Mossynoeci (მოსინიკები, Μοσσύνοικοι, Mossünoikoi, modern Greek Mossyniki, "dwellers in wooden towers") is a name that the Greeks of the Euxine Sea (Black Sea) applied to the peoples of Pontus, the northern Anatolian coast west of Trebizond. The Mossynoeci were believed to be of proto-Georgian origin.

==Herodotus==
Writing soon after 430 BCE, Herodotus in Book 3 cites the Mossynoeci, along with the Moschoi, Tibareni, the Macrones and Marres as comprising the 19th satrapy established by Darius of Persia. The satrapy as a whole was to yield three hundred talents. The Mossynoeci are also mentioned in Book 7 of the Histories.

==Xenophon==
In his Anabasis Xenophon describes the Mossynoeci at some length (5.4). According to his account, the Greeks spent eight days (5.5.1) in their territory, probably in the summer of 400, on their way west along the Black Sea coast from Trapezus. The author reports that those who returned home used to say the Mossynoeci 'were the most barbarous people they passed through and the furthest removed from Greek customs' (5.4.27). The Mossynoeci seemed to favour outdoor sex (5.4.34) and may have practised 'whistled speech' (5.4.31), a form of communication still found in the region today together with just a handful of other places in the world.

◆ INPUT DATA ◆
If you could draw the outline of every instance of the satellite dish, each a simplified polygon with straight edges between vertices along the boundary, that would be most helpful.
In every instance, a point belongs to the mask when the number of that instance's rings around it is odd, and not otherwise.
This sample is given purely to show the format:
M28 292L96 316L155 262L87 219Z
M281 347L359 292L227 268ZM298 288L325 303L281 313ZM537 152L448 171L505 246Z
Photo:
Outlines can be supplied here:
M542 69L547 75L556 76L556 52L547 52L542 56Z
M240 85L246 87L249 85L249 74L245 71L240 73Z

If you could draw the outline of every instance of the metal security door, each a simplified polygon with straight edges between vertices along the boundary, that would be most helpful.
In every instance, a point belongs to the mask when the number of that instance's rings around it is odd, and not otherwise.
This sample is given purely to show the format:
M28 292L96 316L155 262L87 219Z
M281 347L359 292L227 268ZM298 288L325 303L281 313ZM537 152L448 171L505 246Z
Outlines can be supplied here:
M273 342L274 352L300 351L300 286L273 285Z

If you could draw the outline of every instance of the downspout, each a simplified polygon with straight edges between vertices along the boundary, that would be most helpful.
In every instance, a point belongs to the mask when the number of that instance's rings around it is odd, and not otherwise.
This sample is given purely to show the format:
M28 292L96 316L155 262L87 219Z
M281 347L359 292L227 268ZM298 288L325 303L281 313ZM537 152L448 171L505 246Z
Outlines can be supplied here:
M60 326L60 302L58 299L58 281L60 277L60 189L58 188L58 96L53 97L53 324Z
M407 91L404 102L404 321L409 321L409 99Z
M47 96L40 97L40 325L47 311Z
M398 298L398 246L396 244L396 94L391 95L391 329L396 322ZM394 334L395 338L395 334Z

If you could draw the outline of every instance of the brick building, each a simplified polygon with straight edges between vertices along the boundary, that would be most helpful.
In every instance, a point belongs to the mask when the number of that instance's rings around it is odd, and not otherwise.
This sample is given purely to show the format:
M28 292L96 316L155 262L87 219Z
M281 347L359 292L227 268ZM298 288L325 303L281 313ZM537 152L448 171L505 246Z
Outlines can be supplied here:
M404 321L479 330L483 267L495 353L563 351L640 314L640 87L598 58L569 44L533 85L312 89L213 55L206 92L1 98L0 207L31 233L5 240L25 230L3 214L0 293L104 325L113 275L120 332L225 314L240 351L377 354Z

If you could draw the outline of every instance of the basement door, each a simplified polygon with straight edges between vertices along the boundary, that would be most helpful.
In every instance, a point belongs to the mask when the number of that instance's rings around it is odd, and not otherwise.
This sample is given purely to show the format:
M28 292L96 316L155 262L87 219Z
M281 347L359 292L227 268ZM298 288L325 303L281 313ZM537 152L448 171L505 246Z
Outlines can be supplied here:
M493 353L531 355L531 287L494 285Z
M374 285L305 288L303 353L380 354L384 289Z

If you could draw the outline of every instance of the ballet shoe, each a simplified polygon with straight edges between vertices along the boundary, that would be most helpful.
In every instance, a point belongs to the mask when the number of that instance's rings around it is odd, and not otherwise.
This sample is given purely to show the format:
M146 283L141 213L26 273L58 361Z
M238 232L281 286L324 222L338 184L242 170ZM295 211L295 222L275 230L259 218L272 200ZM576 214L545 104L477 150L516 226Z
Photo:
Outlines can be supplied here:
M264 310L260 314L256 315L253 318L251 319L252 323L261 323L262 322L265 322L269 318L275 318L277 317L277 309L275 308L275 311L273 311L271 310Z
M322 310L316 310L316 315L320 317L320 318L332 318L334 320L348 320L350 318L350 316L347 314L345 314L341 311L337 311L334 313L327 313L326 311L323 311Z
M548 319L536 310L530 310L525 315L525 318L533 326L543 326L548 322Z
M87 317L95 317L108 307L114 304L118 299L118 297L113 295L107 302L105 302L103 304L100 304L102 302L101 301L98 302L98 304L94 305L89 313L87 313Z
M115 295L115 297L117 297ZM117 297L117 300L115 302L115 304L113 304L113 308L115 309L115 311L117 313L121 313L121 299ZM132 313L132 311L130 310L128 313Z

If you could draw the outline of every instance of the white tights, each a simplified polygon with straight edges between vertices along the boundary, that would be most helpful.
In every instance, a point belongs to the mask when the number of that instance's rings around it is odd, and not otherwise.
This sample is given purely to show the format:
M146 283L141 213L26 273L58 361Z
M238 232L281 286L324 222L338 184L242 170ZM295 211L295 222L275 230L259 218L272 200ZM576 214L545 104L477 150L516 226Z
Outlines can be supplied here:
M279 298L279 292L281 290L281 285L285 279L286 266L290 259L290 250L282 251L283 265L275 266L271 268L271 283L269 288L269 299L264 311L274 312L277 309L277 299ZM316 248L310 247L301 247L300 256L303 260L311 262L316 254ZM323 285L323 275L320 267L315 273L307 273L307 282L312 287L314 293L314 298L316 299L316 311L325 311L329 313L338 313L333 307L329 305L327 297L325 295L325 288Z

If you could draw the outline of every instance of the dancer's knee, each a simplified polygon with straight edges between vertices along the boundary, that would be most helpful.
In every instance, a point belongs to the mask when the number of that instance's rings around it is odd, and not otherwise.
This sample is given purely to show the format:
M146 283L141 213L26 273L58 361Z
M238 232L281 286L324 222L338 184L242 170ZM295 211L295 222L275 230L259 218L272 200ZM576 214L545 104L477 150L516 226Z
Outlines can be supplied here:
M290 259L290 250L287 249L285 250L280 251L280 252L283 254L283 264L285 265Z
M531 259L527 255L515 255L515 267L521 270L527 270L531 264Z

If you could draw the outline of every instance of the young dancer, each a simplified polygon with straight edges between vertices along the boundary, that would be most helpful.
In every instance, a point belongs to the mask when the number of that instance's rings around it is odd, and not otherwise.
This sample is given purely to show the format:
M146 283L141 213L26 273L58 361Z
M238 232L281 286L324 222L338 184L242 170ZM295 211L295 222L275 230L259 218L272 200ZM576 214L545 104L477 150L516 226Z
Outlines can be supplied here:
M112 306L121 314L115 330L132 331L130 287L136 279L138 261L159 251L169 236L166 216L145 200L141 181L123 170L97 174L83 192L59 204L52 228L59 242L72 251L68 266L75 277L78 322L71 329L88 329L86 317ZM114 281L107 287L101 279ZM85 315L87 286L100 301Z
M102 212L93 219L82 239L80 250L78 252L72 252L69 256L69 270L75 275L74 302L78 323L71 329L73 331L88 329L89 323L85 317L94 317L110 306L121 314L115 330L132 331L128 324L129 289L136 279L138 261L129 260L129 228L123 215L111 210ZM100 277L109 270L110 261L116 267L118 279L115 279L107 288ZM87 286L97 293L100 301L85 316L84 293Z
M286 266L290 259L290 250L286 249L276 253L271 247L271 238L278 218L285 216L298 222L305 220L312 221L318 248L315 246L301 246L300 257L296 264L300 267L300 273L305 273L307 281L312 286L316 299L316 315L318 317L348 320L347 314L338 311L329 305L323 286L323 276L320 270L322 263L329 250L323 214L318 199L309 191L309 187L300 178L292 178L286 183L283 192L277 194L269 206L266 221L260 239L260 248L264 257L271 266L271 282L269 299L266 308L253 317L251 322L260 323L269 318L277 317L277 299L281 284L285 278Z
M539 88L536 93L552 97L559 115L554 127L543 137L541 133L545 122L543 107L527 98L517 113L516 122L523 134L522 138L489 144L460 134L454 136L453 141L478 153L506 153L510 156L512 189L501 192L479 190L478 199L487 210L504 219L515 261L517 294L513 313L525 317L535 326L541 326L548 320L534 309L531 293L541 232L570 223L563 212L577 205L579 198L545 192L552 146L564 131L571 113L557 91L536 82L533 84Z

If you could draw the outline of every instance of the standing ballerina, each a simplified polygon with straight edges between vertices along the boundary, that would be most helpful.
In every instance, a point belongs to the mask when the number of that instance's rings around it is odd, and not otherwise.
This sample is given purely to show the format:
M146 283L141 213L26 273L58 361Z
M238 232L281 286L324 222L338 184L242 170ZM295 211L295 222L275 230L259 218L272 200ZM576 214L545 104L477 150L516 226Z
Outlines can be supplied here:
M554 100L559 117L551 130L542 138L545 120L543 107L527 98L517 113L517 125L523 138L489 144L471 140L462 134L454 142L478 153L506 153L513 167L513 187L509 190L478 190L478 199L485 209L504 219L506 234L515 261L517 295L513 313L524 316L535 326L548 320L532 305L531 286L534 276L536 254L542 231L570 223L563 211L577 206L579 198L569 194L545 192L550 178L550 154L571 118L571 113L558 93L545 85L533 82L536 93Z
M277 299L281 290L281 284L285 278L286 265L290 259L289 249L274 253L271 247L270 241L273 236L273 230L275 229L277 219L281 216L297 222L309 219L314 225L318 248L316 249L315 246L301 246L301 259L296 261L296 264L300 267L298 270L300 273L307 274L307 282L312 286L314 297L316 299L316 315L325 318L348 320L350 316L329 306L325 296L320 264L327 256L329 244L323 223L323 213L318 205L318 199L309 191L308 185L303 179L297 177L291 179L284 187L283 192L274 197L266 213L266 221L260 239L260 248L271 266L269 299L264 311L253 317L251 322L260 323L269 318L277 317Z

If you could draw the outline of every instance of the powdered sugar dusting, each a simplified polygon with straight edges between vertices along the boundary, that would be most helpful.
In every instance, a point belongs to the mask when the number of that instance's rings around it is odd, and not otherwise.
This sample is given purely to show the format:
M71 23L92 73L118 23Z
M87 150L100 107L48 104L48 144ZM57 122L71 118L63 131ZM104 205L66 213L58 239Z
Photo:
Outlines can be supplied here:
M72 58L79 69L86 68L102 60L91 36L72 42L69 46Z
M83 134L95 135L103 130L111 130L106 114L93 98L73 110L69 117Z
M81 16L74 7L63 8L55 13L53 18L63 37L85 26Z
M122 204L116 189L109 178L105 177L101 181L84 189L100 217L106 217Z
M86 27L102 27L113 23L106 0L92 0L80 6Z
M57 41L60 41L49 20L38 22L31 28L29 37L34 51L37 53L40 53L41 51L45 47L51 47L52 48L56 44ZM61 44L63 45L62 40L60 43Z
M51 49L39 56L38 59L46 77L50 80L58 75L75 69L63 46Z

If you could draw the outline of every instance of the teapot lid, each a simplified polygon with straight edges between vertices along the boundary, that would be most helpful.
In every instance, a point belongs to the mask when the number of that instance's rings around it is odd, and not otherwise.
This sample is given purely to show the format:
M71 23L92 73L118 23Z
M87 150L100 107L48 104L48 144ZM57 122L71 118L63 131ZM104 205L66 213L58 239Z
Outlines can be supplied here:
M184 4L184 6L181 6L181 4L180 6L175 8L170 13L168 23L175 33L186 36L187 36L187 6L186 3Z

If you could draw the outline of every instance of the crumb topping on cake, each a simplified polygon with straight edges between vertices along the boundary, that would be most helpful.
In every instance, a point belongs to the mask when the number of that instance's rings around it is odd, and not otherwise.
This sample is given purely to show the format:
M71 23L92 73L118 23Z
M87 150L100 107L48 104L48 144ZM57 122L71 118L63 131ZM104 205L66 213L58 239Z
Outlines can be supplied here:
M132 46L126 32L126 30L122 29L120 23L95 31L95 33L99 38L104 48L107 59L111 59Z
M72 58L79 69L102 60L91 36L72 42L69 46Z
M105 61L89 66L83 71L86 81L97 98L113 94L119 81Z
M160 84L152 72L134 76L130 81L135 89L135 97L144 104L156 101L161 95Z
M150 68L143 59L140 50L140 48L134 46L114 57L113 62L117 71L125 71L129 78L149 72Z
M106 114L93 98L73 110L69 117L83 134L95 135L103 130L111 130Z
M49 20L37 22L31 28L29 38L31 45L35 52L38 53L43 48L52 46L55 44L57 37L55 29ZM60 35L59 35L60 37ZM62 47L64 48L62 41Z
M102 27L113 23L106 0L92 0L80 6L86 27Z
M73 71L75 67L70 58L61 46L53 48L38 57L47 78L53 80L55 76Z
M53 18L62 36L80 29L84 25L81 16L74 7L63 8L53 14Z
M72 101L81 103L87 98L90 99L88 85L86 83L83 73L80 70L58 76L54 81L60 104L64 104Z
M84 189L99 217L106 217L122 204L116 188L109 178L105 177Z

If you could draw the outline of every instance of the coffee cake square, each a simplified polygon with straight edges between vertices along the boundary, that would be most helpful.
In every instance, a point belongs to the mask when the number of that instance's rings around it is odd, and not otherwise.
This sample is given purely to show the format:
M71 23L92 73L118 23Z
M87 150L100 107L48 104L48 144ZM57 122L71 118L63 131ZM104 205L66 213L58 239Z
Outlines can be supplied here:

◆ TASK BRIEF ◆
For each statement below, say yes or no as to whether it agrees with the passage on the Mossynoeci, and quote the words of the passage that decide it. (a) Herodotus counts the Mossynoeci among the peoples of the 19th satrapy established by Darius. (b) In Xenophon's account, the Greeks spent ten days in the territory of the Mossynoeci. (c) Herodotus mentions the Mossynoeci only in Book 3 of the Histories.

◆ EXERCISE SOLUTION ◆
(a) Yes: "Herodotus in Book 3 cites the Mossynoeci, along with the Moschoi, Tibareni, the Macrones and Marres as comprising the 19th satrapy established by Darius of Persia."
(b) No: "the Greeks spent eight days (5.5.1) in their territory"
(c) No: "The Mossynoeci are also mentioned in Book 7 of the Histories."